WHAT THE TASK ASKS – Read the piece on alternative risk premia below and decide whether each statement agrees with it. For each, answer yes or no and quote the deciding words. 1. The committee's underweight view on US equities was its first since the aftermath of the financial crisis. 2. Bonds are now cheaper than equities. 3. The value and momentum premia would ideally be put into practice with long-only strategies.

QUOTED TEXT –
When Neuberger Berman’s Asset Allocation Committee calibrated its views on the 12-month return outlook last month, it settled on an underweight view for US equities for the first time since the aftermath of the financial crisis.

In past cycles, such a view would not have raised many difficulties. If equity valuations are high, that implies that investors favor equities over bonds. That in turn implies relatively low bond prices, leaving decent yields for those who want to use them as an effective portfolio diversifier to dial down risk. But this time bonds are even more expensive than equities. Where can investors go to balance their exposures?

Excess returns from non-traditional risks

One place worth looking is alternative risk premia or “factor investing.” Against today’s low-growth, low-inflation, high-valuation, low return outlook background, more and more are asking us about these alternatives to the traditional ways of investing.

Investment theory tells us that excess returns come from bearing risk. If you consider the return from US Treasury bills to be “risk free,” the excess return you can get from investing in equities is the traditional “equity risk premium.” From a corporate bond you can get the traditional “credit risk premium.”

Alternative risk premia are simply the excess returns you can get from bearing non-traditional risks. If you invest in undervalued companies, for example, evidence suggests you can get an excess return for bearing the risk that they are undervalued for a reason. Invest in securities that have been going up in price and you can get an excess return for assuming the risk that anything that gets stretched eventually snaps back.

These are known as the “value” and “momentum” risk premia. Ideally, they would be implemented using long/short strategies: shorting overvalued companies and going long undervalued companies, for example. Dozens more have been identified—the most convincing have long histories of excess returns and a clear basis in some exchange of economic risk.

Weak correlation — with markets and one another

Investors are discovering that these risk premia have been weakly correlated with traditional assets: given the long/short implementation, “pure” risk premia strategies are intuitively market-neutral.

ENTRIES SHOWN –
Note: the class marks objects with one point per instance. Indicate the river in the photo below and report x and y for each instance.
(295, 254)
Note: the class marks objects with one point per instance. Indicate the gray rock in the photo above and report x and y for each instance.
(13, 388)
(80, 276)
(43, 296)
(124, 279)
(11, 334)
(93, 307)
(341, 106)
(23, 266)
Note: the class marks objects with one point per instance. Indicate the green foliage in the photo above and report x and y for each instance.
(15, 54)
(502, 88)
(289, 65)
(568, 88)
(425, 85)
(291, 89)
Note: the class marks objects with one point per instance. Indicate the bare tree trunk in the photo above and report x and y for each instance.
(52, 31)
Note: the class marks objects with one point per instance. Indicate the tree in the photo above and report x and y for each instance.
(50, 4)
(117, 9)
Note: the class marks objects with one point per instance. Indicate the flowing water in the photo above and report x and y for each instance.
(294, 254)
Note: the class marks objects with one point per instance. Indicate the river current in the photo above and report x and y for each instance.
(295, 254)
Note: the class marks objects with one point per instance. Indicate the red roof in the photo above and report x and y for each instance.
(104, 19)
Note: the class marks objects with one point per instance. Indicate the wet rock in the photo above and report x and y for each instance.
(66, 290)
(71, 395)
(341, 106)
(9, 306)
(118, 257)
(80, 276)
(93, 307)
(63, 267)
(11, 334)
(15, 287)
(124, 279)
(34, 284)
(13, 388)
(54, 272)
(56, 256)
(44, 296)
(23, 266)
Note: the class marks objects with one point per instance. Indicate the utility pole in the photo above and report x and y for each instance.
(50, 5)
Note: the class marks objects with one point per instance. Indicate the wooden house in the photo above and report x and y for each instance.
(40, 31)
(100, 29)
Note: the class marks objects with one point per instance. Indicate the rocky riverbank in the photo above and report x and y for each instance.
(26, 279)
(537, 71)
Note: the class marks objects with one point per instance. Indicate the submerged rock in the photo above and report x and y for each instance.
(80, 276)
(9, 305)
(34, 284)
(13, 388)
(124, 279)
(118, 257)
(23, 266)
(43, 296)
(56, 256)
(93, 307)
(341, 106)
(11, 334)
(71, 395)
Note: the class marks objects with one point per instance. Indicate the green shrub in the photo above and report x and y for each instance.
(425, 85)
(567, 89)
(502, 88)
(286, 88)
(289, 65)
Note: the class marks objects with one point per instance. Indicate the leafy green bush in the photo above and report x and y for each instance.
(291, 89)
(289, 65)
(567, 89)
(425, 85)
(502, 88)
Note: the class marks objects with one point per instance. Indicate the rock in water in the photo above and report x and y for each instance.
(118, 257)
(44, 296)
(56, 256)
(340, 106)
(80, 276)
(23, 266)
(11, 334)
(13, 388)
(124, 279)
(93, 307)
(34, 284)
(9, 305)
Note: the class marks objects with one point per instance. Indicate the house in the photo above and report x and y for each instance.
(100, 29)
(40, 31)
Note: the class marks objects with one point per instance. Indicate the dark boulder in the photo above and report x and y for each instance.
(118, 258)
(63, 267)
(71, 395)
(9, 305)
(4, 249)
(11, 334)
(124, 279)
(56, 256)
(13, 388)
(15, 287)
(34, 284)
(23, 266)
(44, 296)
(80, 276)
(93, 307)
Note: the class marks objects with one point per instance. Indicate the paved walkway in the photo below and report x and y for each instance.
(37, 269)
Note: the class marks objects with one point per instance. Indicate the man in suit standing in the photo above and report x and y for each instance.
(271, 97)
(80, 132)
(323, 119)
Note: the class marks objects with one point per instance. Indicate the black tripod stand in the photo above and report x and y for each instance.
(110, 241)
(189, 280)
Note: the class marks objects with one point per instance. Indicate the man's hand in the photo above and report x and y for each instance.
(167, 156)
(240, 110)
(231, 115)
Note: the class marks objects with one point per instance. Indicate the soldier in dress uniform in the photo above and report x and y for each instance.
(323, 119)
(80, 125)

SOLUTION FOR THIS TASK –
1. Yes: "it settled on an underweight view for US equities for the first time since the aftermath of the financial crisis."
2. No: "But this time bonds are even more expensive than equities."
3. No: "Ideally, they would be implemented using long/short strategies"